==== Information shown ====

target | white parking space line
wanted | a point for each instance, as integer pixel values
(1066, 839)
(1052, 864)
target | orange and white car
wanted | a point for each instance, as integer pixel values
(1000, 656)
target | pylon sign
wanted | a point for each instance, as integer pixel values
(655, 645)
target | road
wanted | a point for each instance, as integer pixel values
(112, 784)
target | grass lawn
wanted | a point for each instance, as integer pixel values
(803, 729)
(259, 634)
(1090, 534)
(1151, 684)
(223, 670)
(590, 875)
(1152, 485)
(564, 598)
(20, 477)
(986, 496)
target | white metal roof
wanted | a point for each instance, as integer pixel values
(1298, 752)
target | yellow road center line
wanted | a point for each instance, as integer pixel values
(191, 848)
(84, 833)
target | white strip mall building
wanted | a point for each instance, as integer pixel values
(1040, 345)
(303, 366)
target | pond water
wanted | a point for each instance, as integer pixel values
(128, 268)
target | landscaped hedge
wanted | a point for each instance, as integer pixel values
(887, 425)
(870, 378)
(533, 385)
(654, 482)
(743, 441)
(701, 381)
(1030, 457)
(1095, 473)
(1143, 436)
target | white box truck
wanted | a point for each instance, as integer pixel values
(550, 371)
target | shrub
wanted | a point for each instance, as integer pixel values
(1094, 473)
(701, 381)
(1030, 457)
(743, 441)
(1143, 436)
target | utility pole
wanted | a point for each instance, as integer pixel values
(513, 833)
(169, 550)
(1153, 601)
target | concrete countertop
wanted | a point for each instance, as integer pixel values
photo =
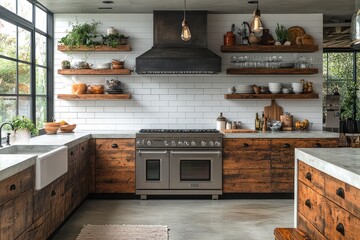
(11, 164)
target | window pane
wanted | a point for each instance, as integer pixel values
(7, 39)
(24, 78)
(7, 76)
(7, 108)
(40, 19)
(25, 9)
(24, 45)
(40, 49)
(40, 80)
(9, 5)
(40, 111)
(24, 106)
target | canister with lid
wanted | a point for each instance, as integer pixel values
(220, 122)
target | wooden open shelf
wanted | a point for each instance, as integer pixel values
(269, 48)
(94, 71)
(98, 48)
(94, 96)
(272, 96)
(270, 71)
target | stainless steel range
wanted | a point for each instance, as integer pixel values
(178, 162)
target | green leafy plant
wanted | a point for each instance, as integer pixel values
(281, 33)
(80, 34)
(22, 122)
(114, 39)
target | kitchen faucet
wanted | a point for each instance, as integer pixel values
(8, 141)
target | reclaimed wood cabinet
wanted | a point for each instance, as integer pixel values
(263, 165)
(327, 207)
(115, 166)
(16, 204)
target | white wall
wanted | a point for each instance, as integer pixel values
(180, 101)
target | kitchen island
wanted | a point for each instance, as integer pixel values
(327, 192)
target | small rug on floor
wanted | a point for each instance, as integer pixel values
(124, 232)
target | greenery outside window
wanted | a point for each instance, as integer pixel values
(26, 57)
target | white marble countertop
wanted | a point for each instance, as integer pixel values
(341, 163)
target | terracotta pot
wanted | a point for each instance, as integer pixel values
(78, 88)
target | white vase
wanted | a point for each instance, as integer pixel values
(21, 136)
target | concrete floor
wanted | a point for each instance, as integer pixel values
(188, 219)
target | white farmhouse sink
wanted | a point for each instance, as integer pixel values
(51, 161)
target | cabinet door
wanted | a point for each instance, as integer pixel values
(282, 165)
(246, 166)
(115, 166)
(16, 215)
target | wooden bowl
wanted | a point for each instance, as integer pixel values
(67, 128)
(51, 129)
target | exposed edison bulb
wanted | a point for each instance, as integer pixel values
(185, 31)
(256, 25)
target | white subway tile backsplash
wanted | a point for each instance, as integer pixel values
(180, 101)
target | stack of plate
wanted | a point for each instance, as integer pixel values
(275, 87)
(242, 88)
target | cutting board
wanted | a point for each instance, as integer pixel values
(241, 130)
(273, 111)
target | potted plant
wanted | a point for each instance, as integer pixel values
(114, 39)
(80, 34)
(23, 129)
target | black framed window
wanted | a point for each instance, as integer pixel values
(26, 61)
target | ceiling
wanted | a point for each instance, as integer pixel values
(339, 9)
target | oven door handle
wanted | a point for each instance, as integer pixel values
(218, 153)
(151, 152)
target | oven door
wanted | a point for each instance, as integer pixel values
(152, 169)
(196, 169)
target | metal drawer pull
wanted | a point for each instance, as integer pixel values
(12, 187)
(341, 193)
(286, 145)
(340, 228)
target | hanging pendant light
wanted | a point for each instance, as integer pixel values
(355, 27)
(256, 23)
(185, 31)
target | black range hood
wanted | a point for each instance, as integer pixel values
(171, 55)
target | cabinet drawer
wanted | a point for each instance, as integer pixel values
(311, 177)
(83, 147)
(343, 194)
(312, 205)
(115, 144)
(247, 144)
(16, 184)
(73, 153)
(340, 224)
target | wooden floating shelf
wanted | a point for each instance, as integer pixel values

====

• Work to be completed:
Give exactly the lines from the one with "target | black framed window" to the end of the entries, nothing before them.

• Result for this exercise:
target | black framed window
wanted | a point for each instance, as integer pixel values
(26, 61)
target | ceiling
wanted | a point for each instance, as integer pixel values
(339, 9)
target | oven door handle
wanted | a point for each instance, as integer pixel values
(218, 153)
(151, 152)
target | oven door
wanted | a point for each instance, as integer pixel values
(152, 169)
(196, 169)
target | metal drawer pull
wanted | a point for each instance, as integer pixel values
(12, 187)
(341, 193)
(286, 145)
(340, 228)
target | hanging pendant light
wanted | a point for each instance, as integer pixel values
(355, 27)
(256, 23)
(185, 31)
target | black range hood
wanted | a point for each instance, as integer pixel values
(171, 55)
target | cabinet drawer
wanted | a point for each instance, as integer pixel values
(311, 177)
(83, 147)
(343, 194)
(312, 205)
(115, 144)
(247, 144)
(16, 184)
(73, 153)
(340, 224)
target | wooden floating shelf
wanted | a point for each instance, as integer pixel values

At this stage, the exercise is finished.